== Supplied text ==
* * * * * * *

Check out this Guided Walking Meditation created with help from my friend Alan Grimm
OK! Here is a good checklist for your walking meditation class.
Check the weather. As long there is no thunder or lightning; you can have a great walking meditation session. I have meditated and walked in the snow, light rainy, and windy conditions. Check your email for any last minute cancellations. For night walks, please bring a flash light.
Walking barefoot or with shoes - I suggest you try different combinations. I have walked barefoot, used flip-flops (can be noisy but rythmic :-) or good walking shoes. Some people prefer sandals. I suggest you keep an alternate pair in your car. Appropriate footwear is recommended if you want to protect yourself from accidental foot injuries or when we are walking at night.

* * * * * * *

(Point annotations on photos)
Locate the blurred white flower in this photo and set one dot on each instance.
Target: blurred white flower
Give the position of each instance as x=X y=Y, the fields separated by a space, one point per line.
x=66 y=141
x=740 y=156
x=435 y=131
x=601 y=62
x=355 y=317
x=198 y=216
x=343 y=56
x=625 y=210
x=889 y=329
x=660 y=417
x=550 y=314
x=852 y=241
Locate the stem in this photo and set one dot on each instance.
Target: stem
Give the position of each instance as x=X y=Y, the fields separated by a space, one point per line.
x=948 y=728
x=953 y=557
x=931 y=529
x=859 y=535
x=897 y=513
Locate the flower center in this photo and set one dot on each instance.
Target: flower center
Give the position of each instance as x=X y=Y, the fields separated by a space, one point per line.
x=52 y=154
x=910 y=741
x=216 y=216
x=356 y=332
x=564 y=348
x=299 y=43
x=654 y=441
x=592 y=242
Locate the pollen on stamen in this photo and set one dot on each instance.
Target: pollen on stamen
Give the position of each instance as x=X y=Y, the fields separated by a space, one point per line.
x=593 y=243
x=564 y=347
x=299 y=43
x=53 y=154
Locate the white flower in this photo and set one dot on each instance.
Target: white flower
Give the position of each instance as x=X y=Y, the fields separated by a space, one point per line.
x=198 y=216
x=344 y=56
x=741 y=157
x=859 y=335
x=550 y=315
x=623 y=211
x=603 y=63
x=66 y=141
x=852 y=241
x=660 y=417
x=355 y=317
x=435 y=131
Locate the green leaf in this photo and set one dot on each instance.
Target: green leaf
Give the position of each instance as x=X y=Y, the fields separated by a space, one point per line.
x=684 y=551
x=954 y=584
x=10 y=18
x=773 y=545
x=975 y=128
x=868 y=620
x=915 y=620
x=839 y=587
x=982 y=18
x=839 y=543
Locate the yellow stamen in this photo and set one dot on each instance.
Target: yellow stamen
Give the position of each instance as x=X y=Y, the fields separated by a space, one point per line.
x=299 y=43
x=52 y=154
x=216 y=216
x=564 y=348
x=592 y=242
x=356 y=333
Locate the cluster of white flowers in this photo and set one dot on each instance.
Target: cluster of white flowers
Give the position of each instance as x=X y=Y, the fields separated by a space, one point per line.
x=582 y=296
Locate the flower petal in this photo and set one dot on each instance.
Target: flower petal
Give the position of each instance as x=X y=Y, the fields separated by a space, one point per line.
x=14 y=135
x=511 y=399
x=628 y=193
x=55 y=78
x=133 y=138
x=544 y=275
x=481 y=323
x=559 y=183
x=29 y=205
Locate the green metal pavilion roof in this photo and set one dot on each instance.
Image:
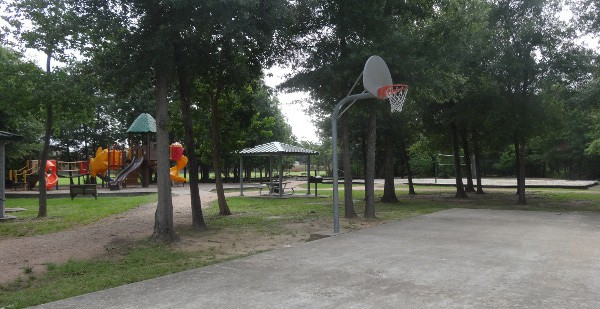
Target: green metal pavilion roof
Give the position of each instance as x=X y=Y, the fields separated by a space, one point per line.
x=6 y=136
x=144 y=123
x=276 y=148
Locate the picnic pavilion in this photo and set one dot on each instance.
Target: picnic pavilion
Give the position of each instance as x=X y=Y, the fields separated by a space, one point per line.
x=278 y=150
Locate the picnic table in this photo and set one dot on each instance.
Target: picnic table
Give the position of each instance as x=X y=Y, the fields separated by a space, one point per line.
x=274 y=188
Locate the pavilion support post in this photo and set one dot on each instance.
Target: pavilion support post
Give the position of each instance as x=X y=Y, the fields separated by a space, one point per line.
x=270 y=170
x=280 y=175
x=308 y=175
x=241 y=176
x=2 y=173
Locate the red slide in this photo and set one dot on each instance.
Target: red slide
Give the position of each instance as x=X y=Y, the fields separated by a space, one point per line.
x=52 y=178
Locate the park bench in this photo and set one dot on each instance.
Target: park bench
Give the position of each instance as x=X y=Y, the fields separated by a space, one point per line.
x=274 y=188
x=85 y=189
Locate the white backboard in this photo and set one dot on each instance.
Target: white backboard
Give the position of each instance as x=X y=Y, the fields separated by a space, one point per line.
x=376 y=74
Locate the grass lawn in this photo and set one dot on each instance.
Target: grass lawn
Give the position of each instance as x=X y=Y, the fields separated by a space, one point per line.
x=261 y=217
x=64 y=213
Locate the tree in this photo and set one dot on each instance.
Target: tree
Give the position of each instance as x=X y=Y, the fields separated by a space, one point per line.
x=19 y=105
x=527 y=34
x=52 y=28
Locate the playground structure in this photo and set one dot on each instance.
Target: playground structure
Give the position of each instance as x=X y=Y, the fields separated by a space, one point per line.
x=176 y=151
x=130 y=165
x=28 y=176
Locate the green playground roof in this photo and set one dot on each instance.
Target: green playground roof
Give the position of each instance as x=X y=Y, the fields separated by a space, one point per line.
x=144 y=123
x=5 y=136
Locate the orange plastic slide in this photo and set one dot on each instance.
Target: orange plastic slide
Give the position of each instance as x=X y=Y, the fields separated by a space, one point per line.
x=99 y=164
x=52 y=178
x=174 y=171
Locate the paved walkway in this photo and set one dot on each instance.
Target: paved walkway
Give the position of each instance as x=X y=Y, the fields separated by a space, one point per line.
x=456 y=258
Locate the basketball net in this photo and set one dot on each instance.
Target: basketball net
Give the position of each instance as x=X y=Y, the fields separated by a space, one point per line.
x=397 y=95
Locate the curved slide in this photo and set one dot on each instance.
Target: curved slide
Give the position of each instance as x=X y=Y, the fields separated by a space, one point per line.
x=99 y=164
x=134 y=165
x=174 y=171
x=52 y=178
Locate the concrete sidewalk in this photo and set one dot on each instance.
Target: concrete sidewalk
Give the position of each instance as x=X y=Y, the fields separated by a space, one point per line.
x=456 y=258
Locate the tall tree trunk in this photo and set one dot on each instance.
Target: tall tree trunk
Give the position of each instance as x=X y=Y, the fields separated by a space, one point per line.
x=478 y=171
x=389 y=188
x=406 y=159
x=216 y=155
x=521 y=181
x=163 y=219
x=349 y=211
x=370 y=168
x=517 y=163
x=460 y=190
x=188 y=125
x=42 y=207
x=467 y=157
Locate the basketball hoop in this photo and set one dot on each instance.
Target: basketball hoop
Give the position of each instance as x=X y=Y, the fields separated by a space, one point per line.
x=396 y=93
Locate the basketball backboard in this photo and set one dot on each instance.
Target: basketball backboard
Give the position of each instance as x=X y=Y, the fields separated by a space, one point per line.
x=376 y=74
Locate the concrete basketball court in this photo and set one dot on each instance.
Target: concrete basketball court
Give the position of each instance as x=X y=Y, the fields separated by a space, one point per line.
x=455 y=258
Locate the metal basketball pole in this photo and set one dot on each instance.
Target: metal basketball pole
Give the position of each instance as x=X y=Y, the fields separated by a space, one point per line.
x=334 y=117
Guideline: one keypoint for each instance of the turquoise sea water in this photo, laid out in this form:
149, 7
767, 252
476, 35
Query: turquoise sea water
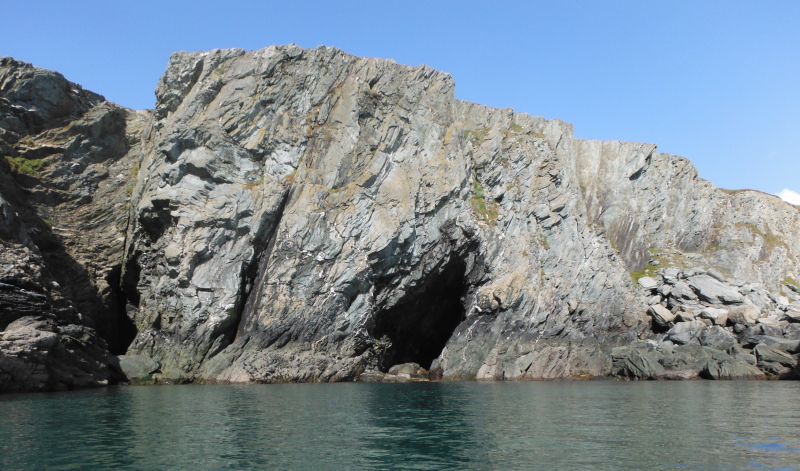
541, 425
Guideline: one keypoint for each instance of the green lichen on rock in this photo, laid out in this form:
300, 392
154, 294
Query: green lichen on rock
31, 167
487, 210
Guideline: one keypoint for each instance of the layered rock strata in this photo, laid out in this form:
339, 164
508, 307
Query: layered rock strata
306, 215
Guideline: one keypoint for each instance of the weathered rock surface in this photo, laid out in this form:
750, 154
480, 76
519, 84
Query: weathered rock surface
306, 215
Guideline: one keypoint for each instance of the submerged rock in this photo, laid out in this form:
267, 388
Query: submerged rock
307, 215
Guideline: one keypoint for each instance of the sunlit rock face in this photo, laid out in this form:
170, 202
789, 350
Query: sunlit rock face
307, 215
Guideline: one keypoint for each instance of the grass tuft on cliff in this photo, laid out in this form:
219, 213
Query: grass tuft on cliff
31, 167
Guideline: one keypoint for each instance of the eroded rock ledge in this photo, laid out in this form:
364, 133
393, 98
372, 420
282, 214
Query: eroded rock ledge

* * * * * * *

== Brief 1 ==
Reproduce the walking meditation checklist word for word, starting with "Check out this" and going on through "a flash light.".
== Brief 2 ==
What comes next in the walking meditation checklist? Write its next part, picking up after its final sentence.
These items stand apart from the walking meditation checklist.

== Task response 1 ==
Check out this Guided Walking Meditation created with help from my friend Alan Grimm
OK! Here is a good checklist for your walking meditation class.
Check the weather. As long there is no thunder or lightning; you can have a great walking meditation session. I have meditated and walked in the snow, light rainy, and windy conditions. Check your email for any last minute cancellations. For night walks, please bring a flash light.

== Task response 2 ==
Light, loose clothes are preferable. Avoid tight clothes. Jeans, shorts and t-shirt or your work-out clothes that fit comfortably are good choices. Please bring an umbrella and warm clothing if conditions are rainy or cold.
Folding chair/mat for sitting - most walking meditation sessions are done in beautiful locations. I prefer to sit before and after my walking meditation session. I also like to lie in the grass and enjoy nature.
Walking meditation will trigger your creativity. If you want to capture your thoughts, bring a pen and a note book.
Avoid caffeine or sugary drinks. Fruits, nuts and a bottle of cold water may be good to have in your car. Kleenex and wet wipes are recommended.
If you are sensitive to bugs or the sun, these are handy to have around.
Keep your phone handy in case of emergency, but set it to the OFF position and leave it in your purse or pocket. Cell phones can be very distracting, they will disrupt your experience.
Walking Labyrinths - Chicago Suburbs
A walking labyrinth is used for walking meditation. It is a single winding path from the outer edge in a circuitous way to the center. Labyrinths are used world-wide as a way to quiet the mind, calm anxieties, recover balance in life, enhance creativity and encourage meditation, insight, self-reflection and stress reduction.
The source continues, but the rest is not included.